● Exercise goal
Every line from the one containing "Every instance of the asphalt" to the final line of the material below must be reproduced exactly; leave out all other lines.

● Lines of data
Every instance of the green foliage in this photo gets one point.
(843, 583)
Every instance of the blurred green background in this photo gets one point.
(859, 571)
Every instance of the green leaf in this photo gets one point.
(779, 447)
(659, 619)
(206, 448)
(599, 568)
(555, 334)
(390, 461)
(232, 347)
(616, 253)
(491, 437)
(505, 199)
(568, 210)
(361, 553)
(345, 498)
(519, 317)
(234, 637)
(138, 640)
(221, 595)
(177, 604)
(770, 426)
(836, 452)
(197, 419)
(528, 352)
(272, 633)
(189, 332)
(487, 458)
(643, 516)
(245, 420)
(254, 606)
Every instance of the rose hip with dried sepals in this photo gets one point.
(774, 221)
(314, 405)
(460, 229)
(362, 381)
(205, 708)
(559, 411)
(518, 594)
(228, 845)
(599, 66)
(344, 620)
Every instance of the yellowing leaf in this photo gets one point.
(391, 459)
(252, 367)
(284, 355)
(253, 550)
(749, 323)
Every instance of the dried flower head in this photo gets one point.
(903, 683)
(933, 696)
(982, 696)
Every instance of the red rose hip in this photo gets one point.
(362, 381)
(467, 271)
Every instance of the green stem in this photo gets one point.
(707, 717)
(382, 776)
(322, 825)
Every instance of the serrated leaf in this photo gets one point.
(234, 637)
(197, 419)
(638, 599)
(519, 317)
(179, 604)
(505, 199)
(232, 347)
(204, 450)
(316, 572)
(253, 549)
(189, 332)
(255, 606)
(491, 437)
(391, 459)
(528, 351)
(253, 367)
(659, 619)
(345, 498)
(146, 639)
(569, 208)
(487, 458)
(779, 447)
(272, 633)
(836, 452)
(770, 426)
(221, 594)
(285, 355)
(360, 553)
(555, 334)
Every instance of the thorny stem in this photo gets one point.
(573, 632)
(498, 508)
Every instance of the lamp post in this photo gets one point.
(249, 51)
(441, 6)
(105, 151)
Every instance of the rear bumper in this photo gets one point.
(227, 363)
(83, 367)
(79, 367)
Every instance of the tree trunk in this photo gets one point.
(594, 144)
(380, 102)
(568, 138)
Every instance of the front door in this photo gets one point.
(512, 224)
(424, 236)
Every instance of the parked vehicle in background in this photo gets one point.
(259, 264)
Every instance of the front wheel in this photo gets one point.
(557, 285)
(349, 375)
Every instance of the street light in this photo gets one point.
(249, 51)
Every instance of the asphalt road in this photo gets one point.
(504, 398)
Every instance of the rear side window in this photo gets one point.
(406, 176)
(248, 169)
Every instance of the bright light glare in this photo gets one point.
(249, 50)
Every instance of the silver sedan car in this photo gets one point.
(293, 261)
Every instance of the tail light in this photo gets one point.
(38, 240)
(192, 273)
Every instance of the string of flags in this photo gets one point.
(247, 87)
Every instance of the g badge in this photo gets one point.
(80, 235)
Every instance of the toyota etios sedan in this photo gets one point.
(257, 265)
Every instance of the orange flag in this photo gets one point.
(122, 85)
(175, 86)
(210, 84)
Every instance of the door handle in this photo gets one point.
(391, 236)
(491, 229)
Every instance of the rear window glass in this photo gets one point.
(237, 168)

● Problem solution
Every instance of the asphalt road in this photo gets one point.
(504, 398)
Every instance of the rear side window in this photo gets one point.
(406, 176)
(248, 169)
Every instance of the bright light glare in this photo gets one point.
(249, 50)
Every instance of the silver sedan car in this photo gets one point.
(293, 261)
Every instance of the tail light in this photo gets one point.
(38, 240)
(192, 273)
Every instance of the string of flags in this photo gets one point.
(247, 87)
Every instance of the g badge in this photo gets one point.
(80, 235)
Every instance of the toyota etios sedan in this photo gets one point.
(257, 265)
Every instance of the orange flag in this photo gets one point.
(122, 85)
(175, 86)
(210, 84)
Every instance of the door handle in this photo gets one point.
(391, 236)
(491, 229)
Every instance of the rear window glass in this photo gets one point.
(237, 168)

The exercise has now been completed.